→ 本文抜粋
══════

日向ひまり(ひなたひまり)さんは謎多き人妻である。
突然こんなことを言われては戸惑うかもしれないが、『晴追町には、ひまりさんがいる。』を読まれた方にはご理解いただけると思う。架空の町を舞台としたこの青春小説は、不眠症に悩む主人公・木村春近(きむらはるちか)がひまりさんと出会う場面から始まるのだが、この30ページほどの短いプロローグからして少なくとも3つの謎を含んでいる。
・ひまりさんは深夜3時にお弁当を持って犬の散歩をしている。
・彼女は飼い犬の「有海(ありうみ)さん」を「旦那さま」だと言い張る。
・自己紹介もまだのはずなのに、木村春近の名前を知っている。
ほのめかすだけほのめかして、答えも告げずにひまりさんは去っていく。出会い頭に魅力の弾丸をこう何発も撃ち込まれては、たとえ人妻・年上属性がなかろうと、この謎めいた若妻に多少は興味が湧いてくるというものだ。こうして開始早々ひまりさんに魅了された読者は、主人公の春近と同じように、ページをめくりながら彼女の後ろを追いかけることになる。
だが、春近はひまりさんのことばかり考えているわけではない。晴追町では日々様々な事件が発生し、彼の行く手を阻んでしまうのである。たとえば第一話はこんな話だ。大学2年生になった春近は新しくサークルに入ってみた。そこに所属する同学年の女の子、巴崎さんはとてもシリアスな恋愛をしていた。彼女は後追い自殺をしそうなほどに思い詰めており、春近は自分に何かできることはないかと模索する。
第2話では幼稚園に通う子供たちが奇行を始めるようになったという謎が提示される。新しい園長が赴任してからのことだそうだが、主婦たちは新園長のマフィアのような風貌が怖くてなかなか近寄れない。そこで、これを調査してほしいと春近に白羽の矢が立てられる。
いずれの謎もしょせんは他人事。無視しても咎められることはなさそうだが、春近は人が良い。不眠症をひまりさんに軽くしてもらったこともあり、誰かが悩んでいたら首を突っ込まずにはいられない。とはいえ彼はプリンと人妻が好きなだけの一般的な大学生である。できることなどそうはないわけで、最後の一押しが必要な段階になると、あと一歩がなかなか踏み出せない。
そういうとき、彼は汚れた衣類を手に、ひまりさんの勤めるクリーニング店に足を運ぶ。
「きれいになりますか?」
「やってみましょう」
すると、憑き物が落ちたように物語は解決に向けて収束する。『晴追町には、ひまりさんがいる。』は、ミステリアスな話が詰まった、けれど心温まる連作短編集なのだ。
犬についても触れておこう。
ひまりさんの飼犬は「有海さん」という名前の白いサモエド犬である。サモエドといえばロシア生まれの犬種で、ポメラニアンやスピッツに近い。「晴追町」では白い犬が「お犬さま」としてまつられており、有海さんも町中至る所で可愛がられ、親しまれている。ひまりさんについて回る有海さんは、もちろん主要キャラクターだ。

══════

→ 提供記録
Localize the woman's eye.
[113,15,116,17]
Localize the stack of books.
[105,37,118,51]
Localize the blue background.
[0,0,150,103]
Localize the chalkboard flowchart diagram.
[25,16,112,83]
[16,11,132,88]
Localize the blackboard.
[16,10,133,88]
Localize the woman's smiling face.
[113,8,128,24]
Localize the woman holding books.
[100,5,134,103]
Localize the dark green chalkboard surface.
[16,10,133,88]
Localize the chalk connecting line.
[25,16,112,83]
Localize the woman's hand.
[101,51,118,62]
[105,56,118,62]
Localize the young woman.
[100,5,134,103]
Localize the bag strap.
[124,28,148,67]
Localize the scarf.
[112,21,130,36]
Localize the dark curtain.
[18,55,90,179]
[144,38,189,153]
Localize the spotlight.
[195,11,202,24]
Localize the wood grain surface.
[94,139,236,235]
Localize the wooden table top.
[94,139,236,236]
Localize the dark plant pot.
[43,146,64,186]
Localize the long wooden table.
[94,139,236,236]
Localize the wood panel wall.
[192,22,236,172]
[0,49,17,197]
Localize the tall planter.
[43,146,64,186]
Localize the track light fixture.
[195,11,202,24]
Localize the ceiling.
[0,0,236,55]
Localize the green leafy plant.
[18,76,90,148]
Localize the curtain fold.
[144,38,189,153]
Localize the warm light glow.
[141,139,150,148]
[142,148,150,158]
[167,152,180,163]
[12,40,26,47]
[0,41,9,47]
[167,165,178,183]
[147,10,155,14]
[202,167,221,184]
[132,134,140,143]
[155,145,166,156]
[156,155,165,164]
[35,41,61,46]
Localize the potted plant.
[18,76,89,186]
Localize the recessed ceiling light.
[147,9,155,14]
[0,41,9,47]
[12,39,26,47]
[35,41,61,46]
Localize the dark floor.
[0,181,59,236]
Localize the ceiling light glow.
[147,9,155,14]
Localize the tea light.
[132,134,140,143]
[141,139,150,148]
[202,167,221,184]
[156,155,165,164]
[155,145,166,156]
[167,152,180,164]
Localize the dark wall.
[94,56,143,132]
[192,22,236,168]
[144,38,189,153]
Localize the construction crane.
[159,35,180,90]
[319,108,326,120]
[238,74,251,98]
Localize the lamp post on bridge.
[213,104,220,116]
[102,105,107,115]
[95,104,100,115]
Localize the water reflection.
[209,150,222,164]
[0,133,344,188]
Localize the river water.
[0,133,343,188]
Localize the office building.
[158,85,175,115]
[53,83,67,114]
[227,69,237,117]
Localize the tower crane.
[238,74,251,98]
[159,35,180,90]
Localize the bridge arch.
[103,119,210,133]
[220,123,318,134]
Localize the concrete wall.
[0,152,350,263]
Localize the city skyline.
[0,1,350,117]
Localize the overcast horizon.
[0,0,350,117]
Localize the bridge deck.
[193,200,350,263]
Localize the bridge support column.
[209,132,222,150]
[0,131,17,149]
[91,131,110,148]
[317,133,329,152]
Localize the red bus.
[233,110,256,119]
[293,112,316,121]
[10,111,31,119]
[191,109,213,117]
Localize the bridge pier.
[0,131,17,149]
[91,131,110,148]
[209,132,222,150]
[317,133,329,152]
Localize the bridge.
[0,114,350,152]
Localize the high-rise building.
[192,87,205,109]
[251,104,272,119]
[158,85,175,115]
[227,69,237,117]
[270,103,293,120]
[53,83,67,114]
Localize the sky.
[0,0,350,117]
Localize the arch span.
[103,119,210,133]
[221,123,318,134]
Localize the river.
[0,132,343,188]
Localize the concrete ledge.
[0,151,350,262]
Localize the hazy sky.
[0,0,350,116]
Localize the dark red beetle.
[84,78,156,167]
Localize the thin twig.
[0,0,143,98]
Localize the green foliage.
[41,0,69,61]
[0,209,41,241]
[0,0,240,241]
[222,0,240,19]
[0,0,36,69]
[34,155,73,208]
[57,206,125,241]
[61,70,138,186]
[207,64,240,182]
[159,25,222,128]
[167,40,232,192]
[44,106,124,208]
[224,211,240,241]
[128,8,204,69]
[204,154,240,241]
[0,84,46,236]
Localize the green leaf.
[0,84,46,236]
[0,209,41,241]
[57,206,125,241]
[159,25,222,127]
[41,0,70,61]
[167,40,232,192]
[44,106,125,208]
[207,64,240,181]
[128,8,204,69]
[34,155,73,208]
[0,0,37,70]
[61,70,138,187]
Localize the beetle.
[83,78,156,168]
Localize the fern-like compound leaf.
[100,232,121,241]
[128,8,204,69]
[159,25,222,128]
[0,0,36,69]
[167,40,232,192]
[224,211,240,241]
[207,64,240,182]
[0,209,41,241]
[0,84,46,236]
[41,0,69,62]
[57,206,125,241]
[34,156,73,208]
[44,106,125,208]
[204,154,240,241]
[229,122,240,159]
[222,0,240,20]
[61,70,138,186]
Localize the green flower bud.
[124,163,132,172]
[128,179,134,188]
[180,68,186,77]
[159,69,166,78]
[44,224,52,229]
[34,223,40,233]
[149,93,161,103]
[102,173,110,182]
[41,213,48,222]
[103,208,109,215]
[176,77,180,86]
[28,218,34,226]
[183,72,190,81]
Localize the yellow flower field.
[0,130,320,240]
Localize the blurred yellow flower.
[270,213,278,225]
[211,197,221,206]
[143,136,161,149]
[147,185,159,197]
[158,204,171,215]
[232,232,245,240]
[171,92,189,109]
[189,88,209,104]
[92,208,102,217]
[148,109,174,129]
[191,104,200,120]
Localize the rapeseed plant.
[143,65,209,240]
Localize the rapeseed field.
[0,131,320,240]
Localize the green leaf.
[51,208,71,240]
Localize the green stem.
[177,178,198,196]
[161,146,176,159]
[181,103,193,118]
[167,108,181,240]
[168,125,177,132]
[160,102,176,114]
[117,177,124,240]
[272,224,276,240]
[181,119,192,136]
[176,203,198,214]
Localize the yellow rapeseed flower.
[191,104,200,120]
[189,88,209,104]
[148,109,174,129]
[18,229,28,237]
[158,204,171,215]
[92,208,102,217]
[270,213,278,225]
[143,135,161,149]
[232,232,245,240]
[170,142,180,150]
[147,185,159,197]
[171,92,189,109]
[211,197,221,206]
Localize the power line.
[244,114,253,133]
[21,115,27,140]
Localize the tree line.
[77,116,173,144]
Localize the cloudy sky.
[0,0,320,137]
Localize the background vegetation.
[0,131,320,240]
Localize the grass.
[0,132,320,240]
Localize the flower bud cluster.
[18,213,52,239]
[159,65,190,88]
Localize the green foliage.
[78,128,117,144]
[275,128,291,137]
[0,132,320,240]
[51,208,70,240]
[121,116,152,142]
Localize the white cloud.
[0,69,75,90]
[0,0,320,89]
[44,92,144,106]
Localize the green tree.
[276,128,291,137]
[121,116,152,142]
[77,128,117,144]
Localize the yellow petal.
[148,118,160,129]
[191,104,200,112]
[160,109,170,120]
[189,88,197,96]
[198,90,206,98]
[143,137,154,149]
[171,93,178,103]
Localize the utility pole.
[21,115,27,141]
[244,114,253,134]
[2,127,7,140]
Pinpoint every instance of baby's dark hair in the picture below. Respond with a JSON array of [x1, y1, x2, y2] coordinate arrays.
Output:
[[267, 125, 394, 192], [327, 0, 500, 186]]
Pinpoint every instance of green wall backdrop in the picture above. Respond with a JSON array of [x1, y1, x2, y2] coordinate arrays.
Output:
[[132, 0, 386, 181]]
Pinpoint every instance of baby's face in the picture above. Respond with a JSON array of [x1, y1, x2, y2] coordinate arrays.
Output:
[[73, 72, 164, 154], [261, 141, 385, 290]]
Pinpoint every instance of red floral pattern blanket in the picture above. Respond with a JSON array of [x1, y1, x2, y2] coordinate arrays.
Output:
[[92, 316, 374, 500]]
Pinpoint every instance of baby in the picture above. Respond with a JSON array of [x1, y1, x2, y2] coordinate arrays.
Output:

══════

→ 指示
『晴追町には、ひまりさんがいる。』を紹介する本文の続きを、最後の一文の後から書き継いでください。

→ 回答
さて、白い犬が主要なキャラクターとして登場する作品といえば、たとえばライトノベルなら『キノの旅』を思い出す人もいるだろう(陸、という白犬が登場する)。筆者は『もののけ姫』のモロの君を思い出したが、調べてみたらモロは山犬(犬神)であった。山犬といえばニホンオオカミをさしていたはずだから、犬と同列に語ると「黙れ小僧!」と一喝されてしまうかもしれない。
本書のあとがきでは『めぞん一刻』について触れられている。なるほど人妻に恋する大学生といえば『めぞん一刻』だし、そういえば音無響子さんも夫と同じ名前の「惣一郎さん」という白い犬を飼っていた。あの犬が惣一郎さんの名前を受け継ぐエピソードは切ない。それを踏まえて本書を読み直すと、各話冒頭に掲げられる短い挿話に隠された意味も、おぼろげにではあるが理解が進む。
もう一つ、白い犬が出てくる有名な文学作品に触れておこう。察しのいい人は本書の副題「はじまりの春は犬を連れた人妻と」からピンと来るかもしれない。そう、『犬を連れた奥さん』のことだ。あのチェーホフの代表作の一つ、白いスピッツ犬を連れた人妻に恋をする不倫文学である。あちらでは語り手の男性は子持ちの壮年であり、本書とは男女の力関係が異なることに留意するとして、『晴追町~』第3話には『犬を連れた奥さん』へのオマージュと思しきシーンがある。元ネタを踏まえて読み直すと、初読時とは異なる趣が楽しめることだろう。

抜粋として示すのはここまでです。